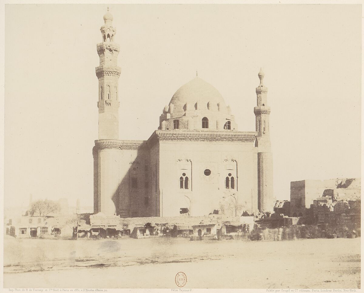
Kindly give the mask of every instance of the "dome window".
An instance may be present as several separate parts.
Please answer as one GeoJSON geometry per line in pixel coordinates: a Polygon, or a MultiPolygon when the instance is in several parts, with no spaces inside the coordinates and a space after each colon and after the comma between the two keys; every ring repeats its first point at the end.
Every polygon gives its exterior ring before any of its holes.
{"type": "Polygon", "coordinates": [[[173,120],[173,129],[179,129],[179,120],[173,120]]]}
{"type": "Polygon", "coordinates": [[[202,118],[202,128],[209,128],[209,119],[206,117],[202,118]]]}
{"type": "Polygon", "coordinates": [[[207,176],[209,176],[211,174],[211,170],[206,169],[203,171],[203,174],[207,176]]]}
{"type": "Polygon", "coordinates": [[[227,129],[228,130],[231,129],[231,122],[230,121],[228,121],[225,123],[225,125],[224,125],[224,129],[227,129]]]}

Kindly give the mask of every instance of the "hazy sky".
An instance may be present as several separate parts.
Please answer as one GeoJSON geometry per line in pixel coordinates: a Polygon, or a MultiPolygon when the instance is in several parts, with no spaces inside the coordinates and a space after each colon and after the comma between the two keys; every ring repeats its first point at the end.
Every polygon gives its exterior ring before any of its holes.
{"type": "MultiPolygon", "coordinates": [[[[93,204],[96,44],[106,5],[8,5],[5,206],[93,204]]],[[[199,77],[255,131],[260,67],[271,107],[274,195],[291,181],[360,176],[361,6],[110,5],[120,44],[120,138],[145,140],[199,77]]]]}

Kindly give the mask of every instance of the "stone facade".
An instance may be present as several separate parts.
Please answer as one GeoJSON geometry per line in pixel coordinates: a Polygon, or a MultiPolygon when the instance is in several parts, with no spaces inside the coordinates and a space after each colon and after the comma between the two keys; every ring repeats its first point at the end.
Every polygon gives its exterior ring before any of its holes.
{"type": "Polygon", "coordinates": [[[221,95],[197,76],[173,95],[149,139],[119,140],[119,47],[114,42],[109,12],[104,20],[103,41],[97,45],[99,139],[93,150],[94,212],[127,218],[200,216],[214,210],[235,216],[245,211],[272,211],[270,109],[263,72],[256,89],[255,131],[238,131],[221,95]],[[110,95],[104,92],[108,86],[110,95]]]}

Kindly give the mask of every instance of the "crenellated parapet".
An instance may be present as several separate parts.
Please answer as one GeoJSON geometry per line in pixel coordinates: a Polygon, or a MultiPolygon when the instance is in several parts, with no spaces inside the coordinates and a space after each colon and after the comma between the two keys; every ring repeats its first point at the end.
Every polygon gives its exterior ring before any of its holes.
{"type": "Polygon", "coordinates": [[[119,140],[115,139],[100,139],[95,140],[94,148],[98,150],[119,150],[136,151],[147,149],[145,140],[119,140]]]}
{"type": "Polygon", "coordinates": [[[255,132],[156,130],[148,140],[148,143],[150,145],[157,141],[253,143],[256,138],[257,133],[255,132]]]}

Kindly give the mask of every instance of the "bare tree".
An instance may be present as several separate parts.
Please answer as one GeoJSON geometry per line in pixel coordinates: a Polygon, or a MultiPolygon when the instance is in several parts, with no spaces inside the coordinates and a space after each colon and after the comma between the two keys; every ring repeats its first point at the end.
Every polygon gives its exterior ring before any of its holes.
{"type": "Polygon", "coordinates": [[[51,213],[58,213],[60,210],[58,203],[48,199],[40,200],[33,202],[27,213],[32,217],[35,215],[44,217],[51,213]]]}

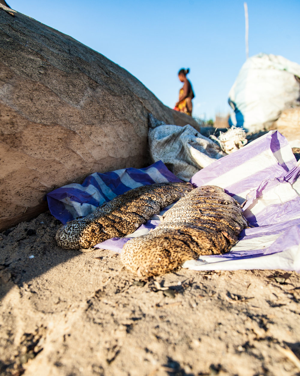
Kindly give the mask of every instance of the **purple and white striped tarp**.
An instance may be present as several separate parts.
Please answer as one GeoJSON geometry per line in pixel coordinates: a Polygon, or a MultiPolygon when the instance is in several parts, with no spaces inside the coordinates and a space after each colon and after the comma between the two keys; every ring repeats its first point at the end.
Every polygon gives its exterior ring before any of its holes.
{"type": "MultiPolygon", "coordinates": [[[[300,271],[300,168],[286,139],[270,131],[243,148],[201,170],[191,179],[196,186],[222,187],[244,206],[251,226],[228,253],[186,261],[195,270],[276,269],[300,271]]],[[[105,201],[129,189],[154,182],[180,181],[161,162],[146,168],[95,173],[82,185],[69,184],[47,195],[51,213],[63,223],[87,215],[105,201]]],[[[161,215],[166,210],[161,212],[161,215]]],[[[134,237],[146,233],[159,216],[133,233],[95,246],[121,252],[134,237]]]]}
===
The task: Recast all of the items above as a two-column CSV with the columns "prompt" and "geometry". Give one row per item, holding its wording and its answer, each in a single quoted field with line breaks replaced by spaces, and leave the pictures out.

Problem solution:
prompt,geometry
"Kindly give the mask of every instance of the ""dome window"". An instance may be present as several separate parts. Please answer as one GeoJSON geometry per line in pixel coordinates: a Polygon, or a MultiPolygon when the instance is in several parts, with no spaces inside the coordinates and a space after each colon and after the comma between the two keys; every ring repeats its first point at the end. Every polygon gives its exterior ring before any of its holes.","{""type"": ""Polygon"", ""coordinates"": [[[173,120],[173,129],[179,129],[179,120],[173,120]]]} {""type"": ""Polygon"", ""coordinates"": [[[202,118],[202,128],[209,128],[209,119],[206,117],[202,118]]]} {""type"": ""Polygon"", ""coordinates"": [[[207,176],[209,176],[211,174],[211,170],[206,169],[203,171],[203,174],[207,176]]]} {""type"": ""Polygon"", ""coordinates"": [[[227,129],[228,130],[231,129],[231,122],[230,121],[228,121],[225,123],[225,125],[224,125],[224,129],[227,129]]]}"
"Kindly give the mask of every instance of the ""hazy sky"". An instance may be present as several separate parts. Please answer as one GeoJSON geometry per line in pixel coordinates: a Polygon, or a MultiPolygon when the instance is in several parts, with no spaces inside the coordinates and a space after each colon and after the comma between the two keys; every ring repeats its first point at the end. Every polygon gives its exterior ring before any of its holes.","{""type"": ""MultiPolygon"", ""coordinates"": [[[[93,204],[96,44],[106,5],[8,5],[5,206],[93,204]]],[[[199,77],[255,131],[260,67],[271,107],[274,195],[291,181],[360,176],[361,6],[110,5],[120,44],[120,138],[145,140],[199,77]]]]}"
"Kindly give the mask of every instance of the ""stone facade"". An instance may be present as several separate parts. Please answer as one GeoJSON geometry per line in pixel coordinates: a Polygon, or a MultiPolygon when the instance is in several parts, with no spaces inside the coordinates and a space after each colon and after the comma between the two keys; every ring repeats its first point at the end. Every polygon gives its exterior ring before any of its holes.","{""type"": ""Polygon"", ""coordinates"": [[[221,95],[197,76],[173,95],[149,139],[119,140],[119,47],[114,42],[109,12],[104,20],[103,41],[97,45],[99,139],[93,150],[94,212],[127,218],[200,216],[214,210],[235,216],[245,211],[272,211],[270,109],[263,72],[256,89],[255,131],[238,131],[221,95]],[[110,95],[104,92],[108,86],[110,95]]]}"
"Kindly give the mask of every instance of the ""crenellated parapet"". An instance may be present as several separate parts. Please answer as one GeoJSON geometry per line in pixel coordinates: a Polygon, or a MultiPolygon when the instance is in several parts, with no spaces inside the coordinates and a space after each colon and after the comma between the two keys; every ring repeats its first point at the end. Every polygon gives its exterior ring before any of its holes.","{""type"": ""Polygon"", ""coordinates"": [[[119,140],[115,139],[100,139],[95,140],[94,148],[98,150],[119,150],[136,151],[147,149],[145,140],[119,140]]]} {""type"": ""Polygon"", ""coordinates"": [[[255,132],[156,130],[148,140],[148,143],[150,145],[157,141],[253,143],[256,138],[257,133],[255,132]]]}"
"Kindly give the mask of every instance of the ""bare tree"". An instance may be present as several separate parts. Please answer as one GeoJSON geometry per line in pixel coordinates: a Polygon, or a MultiPolygon when the instance is in several parts, with no spaces inside the coordinates and a space after each colon and after the comma between the two keys; every ring repeats its first point at the end. Every polygon gives its exterior ring before any of its holes.","{""type"": ""Polygon"", ""coordinates"": [[[51,213],[58,213],[60,210],[58,203],[48,199],[40,200],[33,202],[27,213],[32,217],[35,215],[44,217],[51,213]]]}"
"Kindly give the mask of every instance of the **purple and white striped tarp**. An instance may be present as several separate parts. Please answer as one GeoJSON geometry per line in pixel coordinates: a Polygon, or a MultiPolygon when the instance is in several parts, with no spaces inside the coordinates and a space after each colon and after the comma between the two keys; every ring repeats its first point at the end. Every polygon gives its exterior ring before any of its holes.","{""type"": ""MultiPolygon"", ""coordinates"": [[[[300,271],[300,168],[286,139],[270,131],[243,148],[201,170],[191,179],[196,186],[222,187],[244,206],[251,226],[228,253],[186,261],[195,270],[276,269],[300,271]]],[[[105,201],[129,189],[154,182],[180,181],[161,162],[146,168],[95,173],[82,185],[69,184],[47,195],[51,213],[63,223],[87,215],[105,201]]],[[[161,215],[166,210],[161,212],[161,215]]],[[[134,237],[146,233],[159,216],[133,233],[95,246],[121,252],[134,237]]]]}"